Food safety officials have lowered the safe limit of fluoride in drinking water, though they say there is no evidence of serious health harms at levels commonly found in the European Union.
Fluoride is a naturally occurring mineral that can help prevent tooth decay. Only a handful of EU countries, including Ireland and parts of Spain, add fluoride to drinking water, but it can be found in about 90 per cent of toothpastes.
The World Health Organization (WHO) recommends that countries set a maximum fluoride limit at 1.5 milligrams per litre (mg/L) – the EU’s legal limit – because higher levels can cause bone and teeth problems, particularly in children.
But more recent studies have found that even below that level, fluoride intake may be linked to lower IQ in children.
The European Food Safety Authority (EFSA) reassessed the possible risks from fluoride because of those concerns.
The agency screened more than 20,000 scientific papers on fluoride’s effect on the developing brain, thyroid, bones, and teeth, tracking people’s exposure to fluoride in drinking water, food, fluoridated table salt, and toothpaste and other dental care products, when they are eaten or ingested.
In the EU, fluoride in drinking water is usually under 0.3 mg/L, which is a safe level, EFSA said.
“We estimated that, in general, with the current concentrations of fluoride in European drinking water, total fluoride exposure … does not pose a health concern,” Susanne Hougaard Bennekou, a toxicologist and chair of EFSA’s scientific committee, said in a press release.
There was one exception among children ages four to eight – though the potential effects were not exactly severe. If these children regularly swallow their toothpaste, they could experience mild tooth discolouration, particularly in their developing molars.
“This is unlikely to occur if children spit the toothpaste out properly after brushing their teeth,” Bennekou said.
New safety thresholds
Because of this risk, EFSA set a new safe fluoride intake level at 1 milligram per day (mg/day) for babies under the age of one, 1.6 mg/day for toddlers aged one to three, and 2 mg/day for those aged four to eight.
The agency said the safe limit for adults and children older than eight is 3.3 mg per day. For pregnant women, this limit would protect their developing babies against toxicity in the brain, as well as any risks of thyroid and bone problems.
The new thresholds are part of a consumer risk assessment, but they could prompt a change in the EU’s legal limits on fluoride in drinking water.
EFSA officials said it is still not entirely clear whether fluoride poses a health threat at levels below 1.5mg/L, and called for more research on the issue.
“There is evidence that we can’t ignore linking fluoride to possible effects on the developing nervous system of the foetus,” Thorhallur Halldorsson, a food science researcher and chair of EFSA’s working group on fluoride, said in a statement.
“But the evidence is not sufficient to set a threshold”.

++++++++++

▶ ACTIVITY
Copy the fluoride article from "Fluoride is a" to "of those concerns.", putting "dental cavities" in place of "tooth decay".

++++++++++

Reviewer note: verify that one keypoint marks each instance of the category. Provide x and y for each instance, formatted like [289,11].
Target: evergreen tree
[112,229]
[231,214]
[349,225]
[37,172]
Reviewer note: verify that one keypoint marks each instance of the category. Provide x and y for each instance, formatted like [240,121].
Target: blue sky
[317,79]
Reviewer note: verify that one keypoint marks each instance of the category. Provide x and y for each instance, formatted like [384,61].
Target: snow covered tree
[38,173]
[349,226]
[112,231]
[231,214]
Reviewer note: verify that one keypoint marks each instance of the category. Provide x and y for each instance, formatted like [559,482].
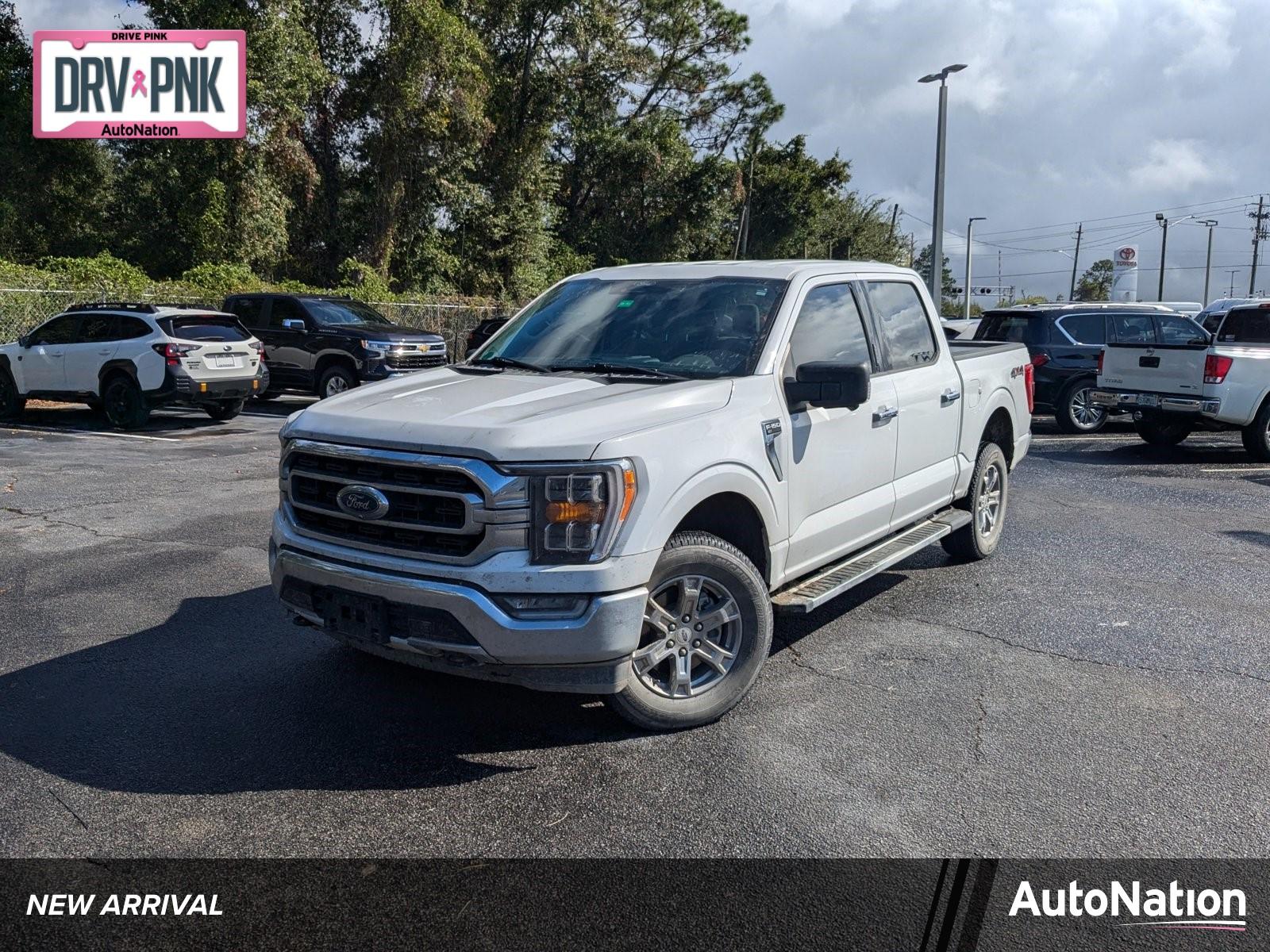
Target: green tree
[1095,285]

++++++++++

▶ OUTPUT FOR THIS EXERCISE
Fluoride is a naturally occurring mineral that can help prevent dental cavities. Only a handful of EU countries, including Ireland and parts of Spain, add fluoride to drinking water, but it can be found in about 90 per cent of toothpastes.
The World Health Organization (WHO) recommends that countries set a maximum fluoride limit at 1.5 milligrams per litre (mg/L) – the EU’s legal limit – because higher levels can cause bone and teeth problems, particularly in children.
But more recent studies have found that even below that level, fluoride intake may be linked to lower IQ in children.
The European Food Safety Authority (EFSA) reassessed the possible risks from fluoride because of those concerns.